— start of ARTICLE —
# Notebook 03: Machine Learning Forecasting

**Goal**: Train a predictive model to forecast server CPU capacity usage.

**Steps**:
1. Load processed data (from Notebook 02).
2. Split into Training (2022-2024) and Testing (2025) sets.
3. Train Random Forest Regressor.
4. Evaluate performance (RMSE, MAE).
5. Save the trained model.

In [1]:
import sys
import os
from pathlib import Path

# Add src to path
project_root = Path(os.getcwd()).parent
if str(project_root) not in sys.path:
    sys.path.append(str(project_root))

from src.ml_forecasting import CapacityForecaster
import pandas as pd
import matplotlib.pyplot as plt

## 1. model Training

In [2]:
processed_data = project_root / "data" / "processed" / "processed_metrics.parquet"
model_dir = project_root / "models"

forecaster = CapacityForecaster(
    data_path=str(processed_data),
    model_path=str(model_dir)
)

metrics = forecaster.run(target='cpu_p95')

## 2. Evaluation Summary

In [3]:
print("Training Results:")
print(f"RMSE: {metrics['rmse']:.4f}")
print(f"MAE:  {metrics['mae']:.4f}")

Training Results:
RMSE: 17.6521
MAE:  13.7617
— end of ARTICLE —
- _GIVEN REQUEST A_
Answer these questions about the notebook:
(i) Which years go into the training set?
(ii) What target is passed to the forecaster's run call?
(iii) What RMSE does the training printout report?
— start of MATERIAL FOR THIS TASK —
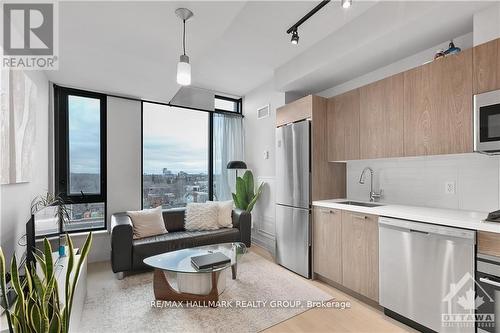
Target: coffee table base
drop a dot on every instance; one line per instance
(164, 291)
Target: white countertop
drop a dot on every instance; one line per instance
(447, 217)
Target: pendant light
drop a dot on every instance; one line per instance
(184, 67)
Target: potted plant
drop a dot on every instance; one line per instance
(246, 195)
(62, 213)
(38, 306)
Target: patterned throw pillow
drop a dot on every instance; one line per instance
(147, 222)
(201, 216)
(225, 213)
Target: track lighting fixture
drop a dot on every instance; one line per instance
(294, 28)
(346, 3)
(295, 37)
(183, 67)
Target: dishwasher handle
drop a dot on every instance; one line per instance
(427, 228)
(419, 231)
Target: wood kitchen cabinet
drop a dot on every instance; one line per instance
(438, 107)
(381, 118)
(486, 66)
(327, 244)
(343, 127)
(360, 253)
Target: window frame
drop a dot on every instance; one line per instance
(61, 151)
(239, 111)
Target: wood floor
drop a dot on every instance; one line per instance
(359, 318)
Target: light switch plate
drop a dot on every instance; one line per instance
(450, 188)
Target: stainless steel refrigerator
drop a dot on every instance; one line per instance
(293, 200)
— end of MATERIAL FOR THIS TASK —
- _GIVEN REQUEST B_
Rewrite the listing as a numbered list, starting at the line with "Target: potted plant" and running through the last line of the listing. Include both ends and skip any blank lines.

- _WORKED ANSWER A_
(i) 2022-2024
(ii) cpu_p95
(iii) 17.6521

- _WORKED ANSWER B_
1. Target: potted plant
2. drop a dot on every instance; one line per instance
3. (246, 195)
4. (62, 213)
5. (38, 306)
6. Target: patterned throw pillow
7. drop a dot on every instance; one line per instance
8. (147, 222)
9. (201, 216)
10. (225, 213)
11. Target: track lighting fixture
12. drop a dot on every instance; one line per instance
13. (294, 28)
14. (346, 3)
15. (295, 37)
16. (183, 67)
17. Target: dishwasher handle
18. drop a dot on every instance; one line per instance
19. (427, 228)
20. (419, 231)
21. Target: wood kitchen cabinet
22. drop a dot on every instance; one line per instance
23. (438, 107)
24. (381, 118)
25. (486, 66)
26. (327, 244)
27. (343, 127)
28. (360, 253)
29. Target: window frame
30. drop a dot on every instance; one line per instance
31. (61, 151)
32. (239, 111)
33. Target: wood floor
34. drop a dot on every instance; one line per instance
35. (359, 318)
36. Target: light switch plate
37. drop a dot on every instance; one line per instance
38. (450, 188)
39. Target: stainless steel refrigerator
40. drop a dot on every instance; one line per instance
41. (293, 200)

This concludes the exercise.